■ **THE DATA**
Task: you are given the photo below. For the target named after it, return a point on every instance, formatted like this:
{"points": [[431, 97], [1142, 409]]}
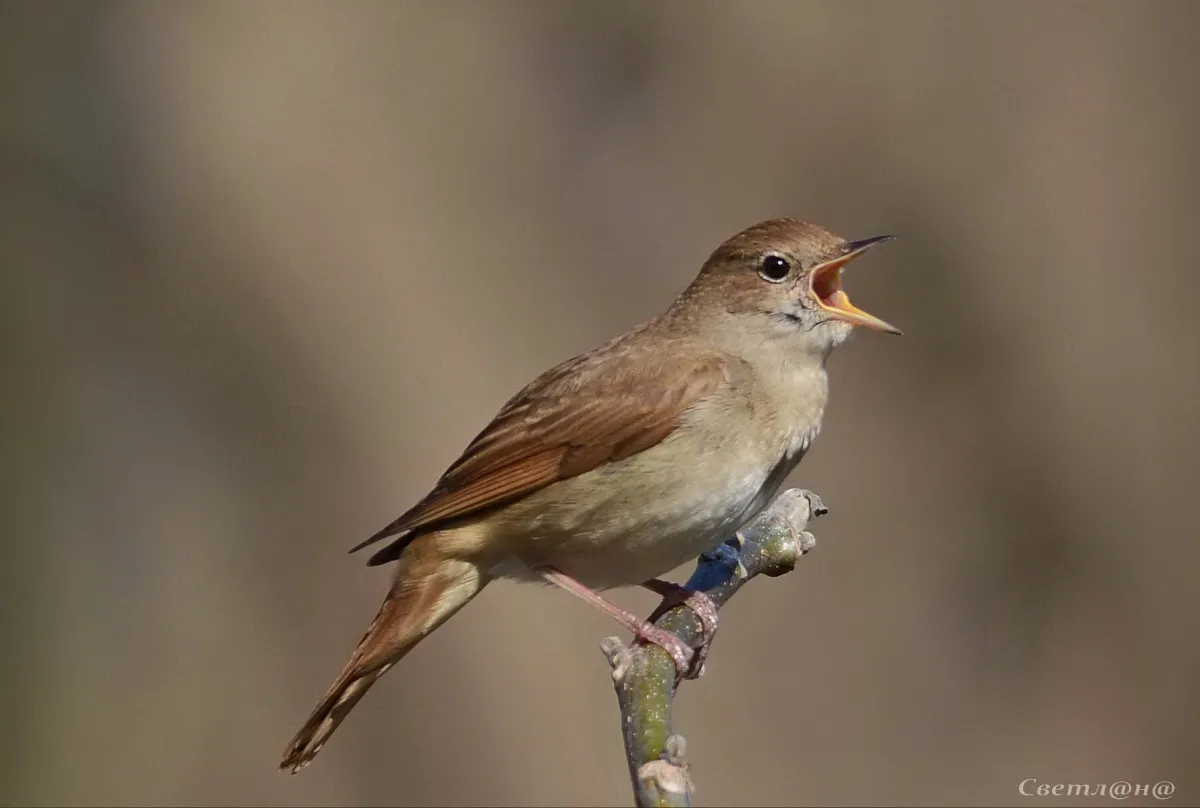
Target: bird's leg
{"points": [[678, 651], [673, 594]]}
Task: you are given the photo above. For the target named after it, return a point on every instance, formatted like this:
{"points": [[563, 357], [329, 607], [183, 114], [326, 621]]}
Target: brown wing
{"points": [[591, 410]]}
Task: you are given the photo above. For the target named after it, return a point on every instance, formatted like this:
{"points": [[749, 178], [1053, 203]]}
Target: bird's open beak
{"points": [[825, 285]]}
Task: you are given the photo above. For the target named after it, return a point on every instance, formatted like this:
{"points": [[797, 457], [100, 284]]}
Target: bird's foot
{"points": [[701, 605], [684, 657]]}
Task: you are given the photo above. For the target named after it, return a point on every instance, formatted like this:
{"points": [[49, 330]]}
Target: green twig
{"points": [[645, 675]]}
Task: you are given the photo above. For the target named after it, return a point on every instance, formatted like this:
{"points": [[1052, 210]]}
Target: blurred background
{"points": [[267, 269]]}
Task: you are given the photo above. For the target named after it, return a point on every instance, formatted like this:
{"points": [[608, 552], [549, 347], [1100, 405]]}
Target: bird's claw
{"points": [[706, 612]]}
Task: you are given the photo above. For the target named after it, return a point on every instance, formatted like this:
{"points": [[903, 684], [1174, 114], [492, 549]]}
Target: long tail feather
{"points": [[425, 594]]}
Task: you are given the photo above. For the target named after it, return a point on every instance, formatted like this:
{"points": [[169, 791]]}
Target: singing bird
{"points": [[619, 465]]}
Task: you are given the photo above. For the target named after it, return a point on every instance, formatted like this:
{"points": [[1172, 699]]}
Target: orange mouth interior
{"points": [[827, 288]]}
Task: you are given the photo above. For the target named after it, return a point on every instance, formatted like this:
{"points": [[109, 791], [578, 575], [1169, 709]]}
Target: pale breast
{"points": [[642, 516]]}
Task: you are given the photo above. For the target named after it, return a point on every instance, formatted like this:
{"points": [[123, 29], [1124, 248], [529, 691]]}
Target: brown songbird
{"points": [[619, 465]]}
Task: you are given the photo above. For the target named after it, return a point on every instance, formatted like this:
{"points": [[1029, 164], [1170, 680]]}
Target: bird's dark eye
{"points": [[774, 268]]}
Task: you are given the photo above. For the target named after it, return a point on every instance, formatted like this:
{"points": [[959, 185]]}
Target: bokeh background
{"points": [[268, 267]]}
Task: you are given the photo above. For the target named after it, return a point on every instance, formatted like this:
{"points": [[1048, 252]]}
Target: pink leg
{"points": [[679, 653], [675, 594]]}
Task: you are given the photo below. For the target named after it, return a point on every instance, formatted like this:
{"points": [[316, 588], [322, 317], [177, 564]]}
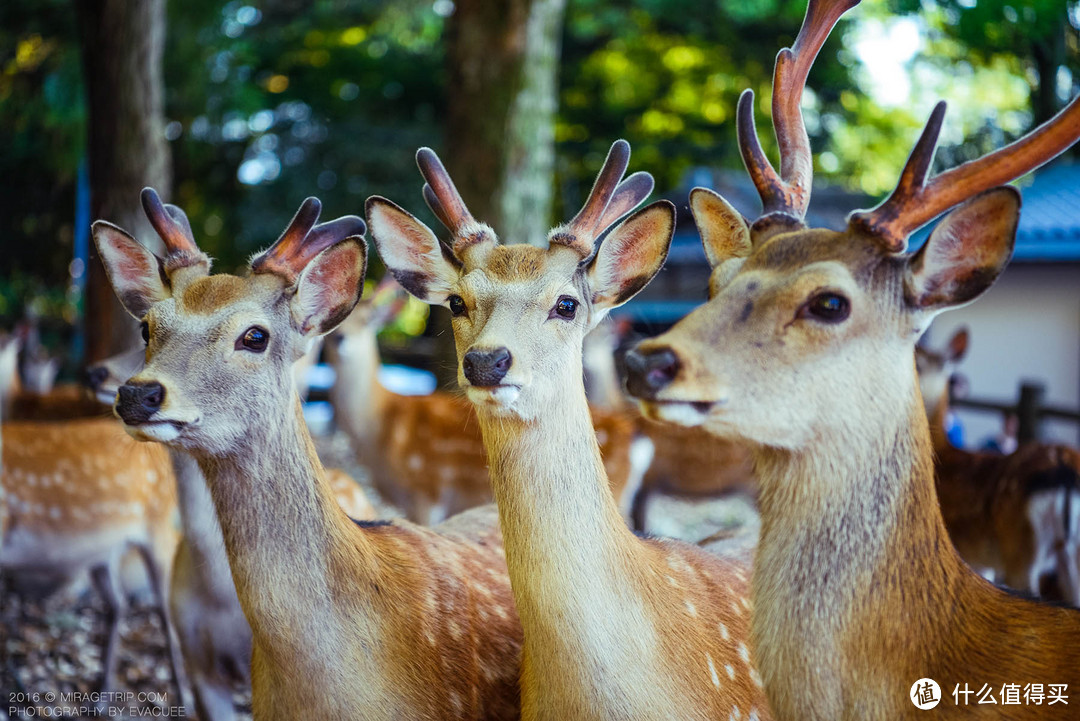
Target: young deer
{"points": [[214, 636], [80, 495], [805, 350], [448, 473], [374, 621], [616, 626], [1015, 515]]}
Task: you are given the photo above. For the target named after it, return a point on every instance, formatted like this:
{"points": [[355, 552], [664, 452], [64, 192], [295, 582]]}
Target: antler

■ **WHAT YOU SHOULD DO**
Take the lines from the one holding "Target: long tail feather" through the final line of the records above and output them exactly, both ends included, excluding pictures.

■ **ANSWER BELOW**
Target: long tail feather
{"points": [[425, 594]]}
Task: you are given the photo above. For the target named after it, return a point on every instance, formatted like this:
{"points": [[169, 791]]}
Target: singing bird
{"points": [[619, 465]]}
Task: you are given the photo above. For the target named after it, return a point on every instance, formatted like this:
{"points": [[1172, 699]]}
Target: orange mouth interior
{"points": [[827, 288]]}
Task: you are given the photo above. For the target named after it, return a point on every instance, formatted like this:
{"points": [[109, 791], [578, 575], [1169, 709]]}
Target: pale breast
{"points": [[642, 516]]}
Task: you are given the photo above. For the target named after it, return a point on every instance, formatted like this:
{"points": [[123, 29], [1124, 248], [529, 691]]}
Target: brown songbird
{"points": [[619, 465]]}
Task: you are given the photo above. For the target named after it, return a point on every instance, formatted like this:
{"points": [[1029, 164], [1170, 680]]}
Target: bird's dark eye
{"points": [[774, 268]]}
Task: you are given the photo above. For the target named after it, return a point on every instance, formatted like this:
{"points": [[959, 185]]}
Target: bokeh background
{"points": [[268, 267]]}
Task: you are given the photo above. For the target named after it, return a point on every instance, formatted like this:
{"points": [[1048, 252]]}
Target: pink leg
{"points": [[679, 653], [675, 594]]}
Task: you are given the photo below. For the target named after it, return a point on every instance, formatted like this:
{"points": [[316, 588], [322, 317], [177, 564]]}
Target: young deer
{"points": [[214, 636], [80, 495], [805, 350], [448, 473], [374, 621], [616, 626], [1015, 515]]}
Task: you are given the photo above. For the target named after it, return a point on every instance, formatted like this:
{"points": [[355, 552], [664, 452], [64, 192], [295, 582]]}
Target: antler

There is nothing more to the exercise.